WHAT THIS EXERCISE ASKS:
1. Answer these questions using the Countess Dracula text below, one answer a line and marked like its question:
(a) Who composed the film's original music score?
(b) According to Fabio, what kind of blood alone will restore Elisabeth's youth and beauty?
(c) Whom does Elisabeth accidentally kill at the wedding?
2. Reproduce the Countess Dracula text below word for word, from "The film was" to "with Vampire Circus.".

PASSAGE PROVIDED:
########

Countess Dracula is a 1971 British Hammer horror film based on some of the legends surrounding the Countess Elizabeth Báthory.

The film was produced by Alexander Paal and directed by Peter Sasdy, both Hungarian émigrés working in England. The original music score was composed by Harry Robertson. Countess Dracula was also released on a double bill with Vampire Circus.

Plot
In 17th-century Hungary, recently widowed Countess Elisabeth Nádasdy discovers that her youthful appearance and libido can be temporarily restored if she bathes in the blood of young women. She enlists her steward and lover Captain Dobi and her maid Julie to help with the kidnap and murder of several local girls, whilst beginning a new romance with a young Lieutenant named Imre Toth.

As a cover for her crimes while in her rejuvenated state, she takes the identity of her own 17-year-old daughter, Countess Ilona, whom she has Dobi hold captive in the woods by the mute money gambler. However, castle historian Fabio grows suspicious. Eventually, she kills a prostitute called Ziza, but her blood does not restore her like the others. Dobi finds Fabio, who has a book-chapter about blood sacrifices and tells Elisabeth the truth in return for being allowed to live. He reveals that only virgin blood will restore Elisabeth's youth and beauty.

Elisabeth then kills a peasant girl bought in the marketplace. Fabio tries to tell Toth the truth about her, but Dobi kills Fabio before he can do so. Dobi then exposes Elisabeth to Toth to steer him away from her. Elisabeth forces Toth into marrying her, but her daughter Ilona arrives home, having been brought by Dobi as a sacrifice, then freed by a repentant Julie who loved her as a daughter. At the wedding, Elisabeth grows old again after the priest pronounces the blessing. She tries to kill her daughter in front of the wedding attendees, but accidentally kills Toth instead. Elisabeth, Dobi and Julie are sentenced to death for their crimes and are last seen awaiting the hangman in their cell. In the final scene, the peasants curse Elisabeth as a "devil woman" and "Countess Dracula".

########

RECORDS SHOWN:
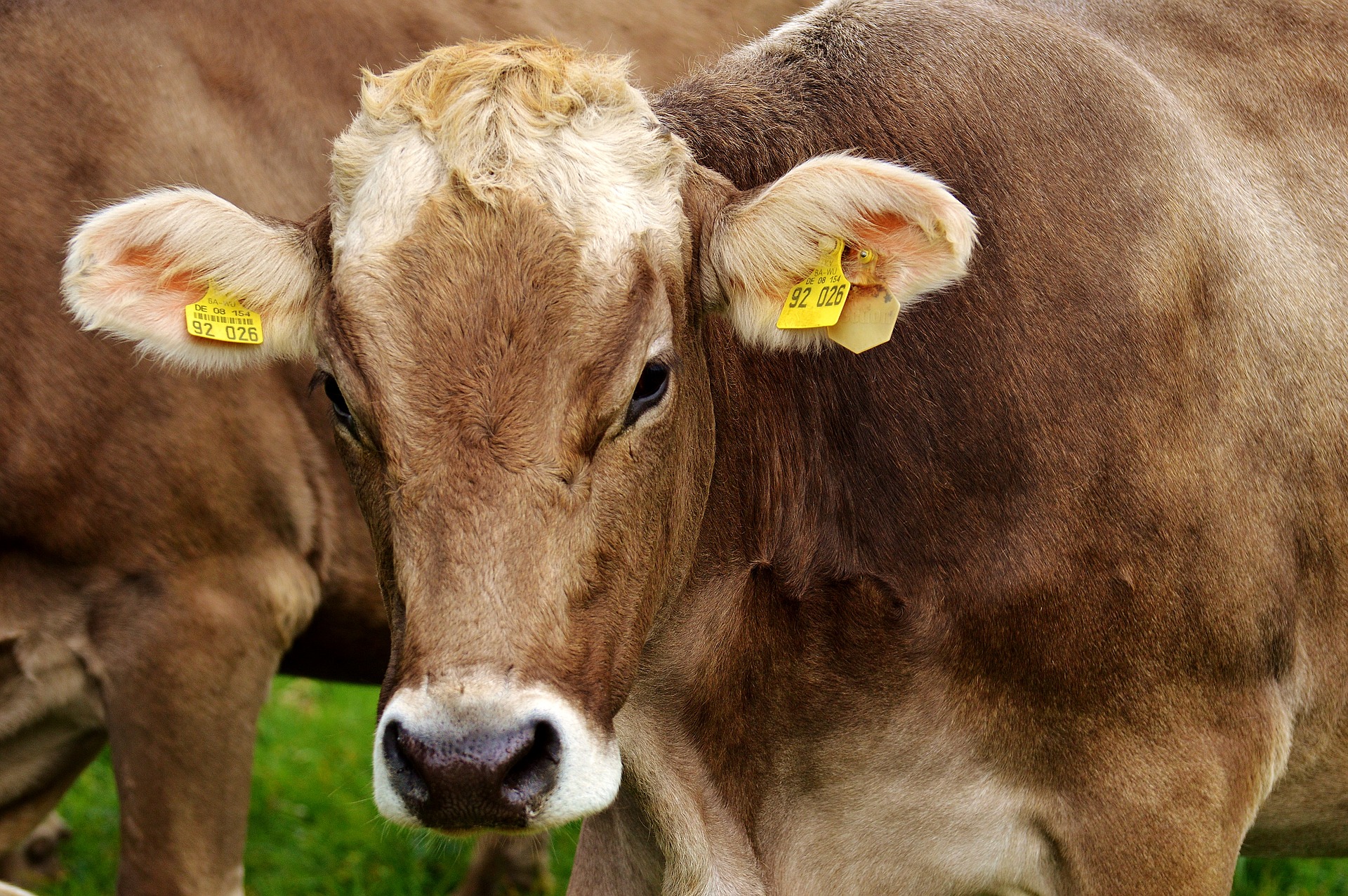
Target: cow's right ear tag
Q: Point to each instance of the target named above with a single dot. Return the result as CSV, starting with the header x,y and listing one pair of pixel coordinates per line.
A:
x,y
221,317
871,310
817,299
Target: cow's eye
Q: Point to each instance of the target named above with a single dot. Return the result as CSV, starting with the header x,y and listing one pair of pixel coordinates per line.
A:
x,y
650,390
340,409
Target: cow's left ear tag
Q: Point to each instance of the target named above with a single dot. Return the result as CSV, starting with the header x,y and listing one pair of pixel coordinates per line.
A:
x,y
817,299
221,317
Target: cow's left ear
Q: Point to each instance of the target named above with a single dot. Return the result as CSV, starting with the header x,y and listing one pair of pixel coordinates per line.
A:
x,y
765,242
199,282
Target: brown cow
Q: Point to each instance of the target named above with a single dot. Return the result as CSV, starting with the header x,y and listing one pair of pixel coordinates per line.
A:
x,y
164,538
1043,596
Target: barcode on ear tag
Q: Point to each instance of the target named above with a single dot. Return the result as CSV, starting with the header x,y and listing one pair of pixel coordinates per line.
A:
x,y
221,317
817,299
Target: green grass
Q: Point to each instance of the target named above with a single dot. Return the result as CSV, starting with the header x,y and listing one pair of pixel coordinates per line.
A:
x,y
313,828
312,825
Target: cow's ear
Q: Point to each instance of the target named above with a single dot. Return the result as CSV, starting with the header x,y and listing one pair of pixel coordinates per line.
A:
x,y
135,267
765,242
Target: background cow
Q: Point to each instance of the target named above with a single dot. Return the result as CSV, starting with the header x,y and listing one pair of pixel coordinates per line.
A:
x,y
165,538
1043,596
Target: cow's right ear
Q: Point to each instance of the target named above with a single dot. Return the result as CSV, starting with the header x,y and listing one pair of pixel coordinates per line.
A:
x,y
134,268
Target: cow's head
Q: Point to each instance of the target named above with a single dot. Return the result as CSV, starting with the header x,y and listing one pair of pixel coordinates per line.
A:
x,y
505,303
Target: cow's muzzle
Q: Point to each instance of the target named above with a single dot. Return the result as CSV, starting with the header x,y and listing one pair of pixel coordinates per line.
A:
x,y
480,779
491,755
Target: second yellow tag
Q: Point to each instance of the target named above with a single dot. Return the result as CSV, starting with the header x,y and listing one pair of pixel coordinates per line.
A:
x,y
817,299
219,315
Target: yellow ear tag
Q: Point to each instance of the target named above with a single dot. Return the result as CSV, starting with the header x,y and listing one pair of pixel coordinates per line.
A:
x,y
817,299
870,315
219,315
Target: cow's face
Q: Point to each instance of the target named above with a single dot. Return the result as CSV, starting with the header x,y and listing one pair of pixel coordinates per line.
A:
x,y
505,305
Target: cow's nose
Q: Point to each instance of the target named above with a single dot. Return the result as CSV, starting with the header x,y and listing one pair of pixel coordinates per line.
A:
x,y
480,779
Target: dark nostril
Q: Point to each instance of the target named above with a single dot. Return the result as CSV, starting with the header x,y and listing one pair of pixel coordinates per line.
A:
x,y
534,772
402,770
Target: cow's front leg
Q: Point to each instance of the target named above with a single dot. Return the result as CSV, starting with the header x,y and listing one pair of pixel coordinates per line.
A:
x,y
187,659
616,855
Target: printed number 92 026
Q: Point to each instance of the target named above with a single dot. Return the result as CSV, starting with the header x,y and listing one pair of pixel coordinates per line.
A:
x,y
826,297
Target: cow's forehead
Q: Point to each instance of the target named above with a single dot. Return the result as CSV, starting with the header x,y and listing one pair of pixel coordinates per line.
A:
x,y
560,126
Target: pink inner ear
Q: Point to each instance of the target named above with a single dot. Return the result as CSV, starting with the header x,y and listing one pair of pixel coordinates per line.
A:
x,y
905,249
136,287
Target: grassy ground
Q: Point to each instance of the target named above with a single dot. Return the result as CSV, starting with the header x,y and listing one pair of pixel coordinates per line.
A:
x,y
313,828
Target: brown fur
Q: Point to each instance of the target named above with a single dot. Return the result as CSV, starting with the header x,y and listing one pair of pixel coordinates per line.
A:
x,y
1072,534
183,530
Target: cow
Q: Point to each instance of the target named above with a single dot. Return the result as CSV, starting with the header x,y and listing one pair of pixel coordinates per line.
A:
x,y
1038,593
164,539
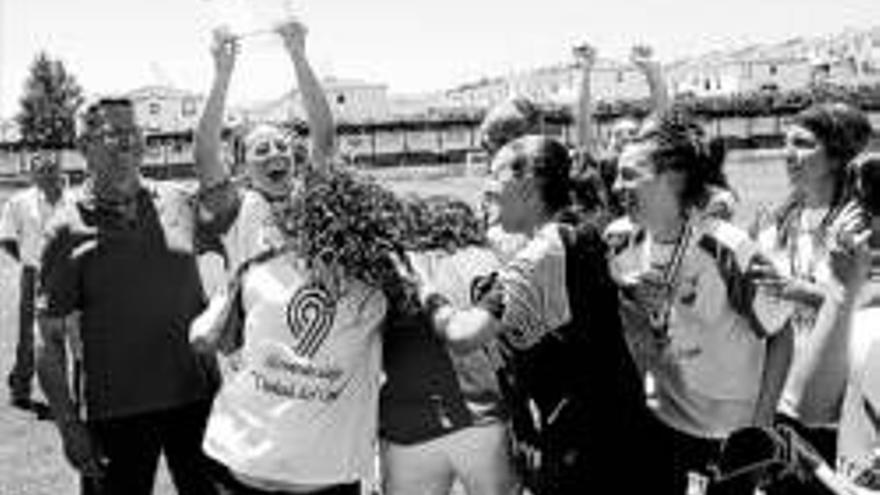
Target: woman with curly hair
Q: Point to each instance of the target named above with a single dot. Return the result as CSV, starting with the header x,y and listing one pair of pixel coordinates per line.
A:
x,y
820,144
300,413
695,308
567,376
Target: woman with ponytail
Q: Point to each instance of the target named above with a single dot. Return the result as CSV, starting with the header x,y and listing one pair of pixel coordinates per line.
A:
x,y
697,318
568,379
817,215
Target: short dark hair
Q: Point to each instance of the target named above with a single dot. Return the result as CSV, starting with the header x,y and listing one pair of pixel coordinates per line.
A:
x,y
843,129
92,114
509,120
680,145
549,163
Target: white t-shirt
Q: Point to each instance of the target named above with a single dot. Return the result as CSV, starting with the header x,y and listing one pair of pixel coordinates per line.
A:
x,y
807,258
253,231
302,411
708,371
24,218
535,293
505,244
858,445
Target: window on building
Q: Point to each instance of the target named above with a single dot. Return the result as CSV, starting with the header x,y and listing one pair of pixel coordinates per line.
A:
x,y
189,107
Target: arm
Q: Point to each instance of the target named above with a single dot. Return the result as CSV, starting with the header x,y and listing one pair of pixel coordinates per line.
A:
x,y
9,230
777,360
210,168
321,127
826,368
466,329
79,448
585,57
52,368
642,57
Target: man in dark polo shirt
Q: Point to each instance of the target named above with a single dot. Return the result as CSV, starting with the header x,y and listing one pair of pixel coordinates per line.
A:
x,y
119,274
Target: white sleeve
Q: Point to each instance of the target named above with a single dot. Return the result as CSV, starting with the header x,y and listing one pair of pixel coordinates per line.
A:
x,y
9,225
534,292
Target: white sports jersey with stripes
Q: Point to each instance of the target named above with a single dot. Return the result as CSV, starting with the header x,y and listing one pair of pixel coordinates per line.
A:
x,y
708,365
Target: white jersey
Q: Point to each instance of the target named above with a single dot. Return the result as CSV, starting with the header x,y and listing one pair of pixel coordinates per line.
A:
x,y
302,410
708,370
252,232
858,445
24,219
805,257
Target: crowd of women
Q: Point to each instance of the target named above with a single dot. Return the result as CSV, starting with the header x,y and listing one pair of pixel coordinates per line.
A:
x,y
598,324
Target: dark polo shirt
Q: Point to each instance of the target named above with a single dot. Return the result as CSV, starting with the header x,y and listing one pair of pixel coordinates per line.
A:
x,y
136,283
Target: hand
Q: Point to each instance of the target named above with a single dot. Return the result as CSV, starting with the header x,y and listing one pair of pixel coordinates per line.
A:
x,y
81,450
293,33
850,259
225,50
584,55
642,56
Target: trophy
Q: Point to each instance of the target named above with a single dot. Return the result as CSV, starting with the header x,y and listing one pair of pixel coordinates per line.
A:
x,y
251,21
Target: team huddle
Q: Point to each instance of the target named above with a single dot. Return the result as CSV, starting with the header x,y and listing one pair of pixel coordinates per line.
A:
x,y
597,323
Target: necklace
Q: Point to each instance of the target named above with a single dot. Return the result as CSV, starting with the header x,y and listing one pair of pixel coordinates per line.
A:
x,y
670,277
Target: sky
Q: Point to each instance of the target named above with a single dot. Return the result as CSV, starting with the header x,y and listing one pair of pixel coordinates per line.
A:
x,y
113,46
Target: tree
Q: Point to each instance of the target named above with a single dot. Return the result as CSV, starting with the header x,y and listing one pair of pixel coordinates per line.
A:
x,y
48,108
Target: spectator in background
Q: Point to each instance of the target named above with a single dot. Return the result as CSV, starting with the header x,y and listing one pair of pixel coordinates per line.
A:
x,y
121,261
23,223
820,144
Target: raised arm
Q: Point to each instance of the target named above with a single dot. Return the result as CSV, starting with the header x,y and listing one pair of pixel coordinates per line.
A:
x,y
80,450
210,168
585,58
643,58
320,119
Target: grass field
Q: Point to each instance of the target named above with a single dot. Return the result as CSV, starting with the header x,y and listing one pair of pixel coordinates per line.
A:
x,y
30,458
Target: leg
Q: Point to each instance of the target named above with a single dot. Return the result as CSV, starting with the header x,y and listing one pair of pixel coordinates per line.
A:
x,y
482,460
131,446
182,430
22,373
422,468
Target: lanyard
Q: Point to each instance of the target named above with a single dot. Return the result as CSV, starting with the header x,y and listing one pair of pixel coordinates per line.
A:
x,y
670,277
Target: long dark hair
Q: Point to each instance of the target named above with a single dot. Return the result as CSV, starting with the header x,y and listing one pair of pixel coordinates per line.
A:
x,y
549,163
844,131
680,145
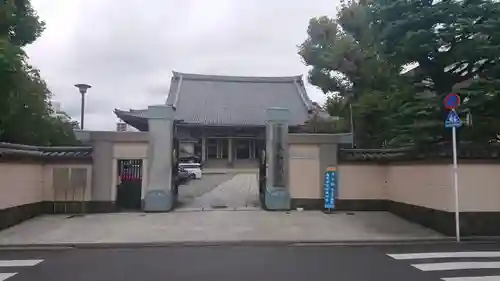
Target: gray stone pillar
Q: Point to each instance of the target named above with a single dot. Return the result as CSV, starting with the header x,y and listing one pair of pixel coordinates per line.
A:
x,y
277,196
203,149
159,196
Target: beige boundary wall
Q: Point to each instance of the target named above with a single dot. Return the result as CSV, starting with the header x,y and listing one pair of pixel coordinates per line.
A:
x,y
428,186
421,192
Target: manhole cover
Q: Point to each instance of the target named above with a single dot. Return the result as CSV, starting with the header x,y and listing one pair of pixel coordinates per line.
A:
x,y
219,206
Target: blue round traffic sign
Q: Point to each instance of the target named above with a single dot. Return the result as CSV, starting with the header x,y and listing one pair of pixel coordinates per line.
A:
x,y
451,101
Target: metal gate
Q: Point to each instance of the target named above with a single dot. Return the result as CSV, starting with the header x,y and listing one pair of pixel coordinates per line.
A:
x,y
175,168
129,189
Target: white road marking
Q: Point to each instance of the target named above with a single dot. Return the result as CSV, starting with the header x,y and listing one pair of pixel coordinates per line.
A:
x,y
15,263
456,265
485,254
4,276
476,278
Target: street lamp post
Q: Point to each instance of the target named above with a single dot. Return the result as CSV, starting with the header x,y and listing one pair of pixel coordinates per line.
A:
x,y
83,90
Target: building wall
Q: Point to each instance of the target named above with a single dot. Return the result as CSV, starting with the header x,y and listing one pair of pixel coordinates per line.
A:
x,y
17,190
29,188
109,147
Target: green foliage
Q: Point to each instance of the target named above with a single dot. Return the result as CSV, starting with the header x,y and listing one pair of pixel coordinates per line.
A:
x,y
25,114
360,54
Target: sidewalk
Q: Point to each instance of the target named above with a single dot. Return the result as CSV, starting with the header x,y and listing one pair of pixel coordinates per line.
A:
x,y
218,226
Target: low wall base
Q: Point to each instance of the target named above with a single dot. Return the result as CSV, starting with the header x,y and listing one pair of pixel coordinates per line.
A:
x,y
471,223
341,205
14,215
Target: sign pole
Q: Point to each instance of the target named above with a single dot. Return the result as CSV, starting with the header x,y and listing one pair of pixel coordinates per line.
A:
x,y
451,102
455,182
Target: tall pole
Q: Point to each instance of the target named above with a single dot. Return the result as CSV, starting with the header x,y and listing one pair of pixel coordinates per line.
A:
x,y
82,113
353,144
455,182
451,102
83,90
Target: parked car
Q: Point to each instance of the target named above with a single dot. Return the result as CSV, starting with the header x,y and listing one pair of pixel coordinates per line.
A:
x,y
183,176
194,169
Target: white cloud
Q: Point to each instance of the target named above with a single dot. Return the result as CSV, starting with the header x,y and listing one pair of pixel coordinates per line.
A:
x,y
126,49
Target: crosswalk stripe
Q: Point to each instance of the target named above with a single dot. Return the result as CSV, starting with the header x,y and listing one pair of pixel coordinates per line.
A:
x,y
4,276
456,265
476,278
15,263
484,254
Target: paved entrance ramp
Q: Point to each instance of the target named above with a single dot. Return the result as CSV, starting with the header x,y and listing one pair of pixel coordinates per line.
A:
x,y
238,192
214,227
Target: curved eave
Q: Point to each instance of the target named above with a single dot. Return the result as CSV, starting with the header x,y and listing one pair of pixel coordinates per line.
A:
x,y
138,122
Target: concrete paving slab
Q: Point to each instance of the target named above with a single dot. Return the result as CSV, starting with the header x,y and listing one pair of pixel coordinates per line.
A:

########

RESPONSES BY TASK:
1.
(a) Harry Robertson
(b) Virgin blood
(c) Lieutenant Imre Toth

2.
The film was produced by Alexander Paal and directed by Peter Sasdy, both Hungarian émigrés working in England. The original music score was composed by Harry Robertson. Countess Dracula was also released on a double bill with Vampire Circus.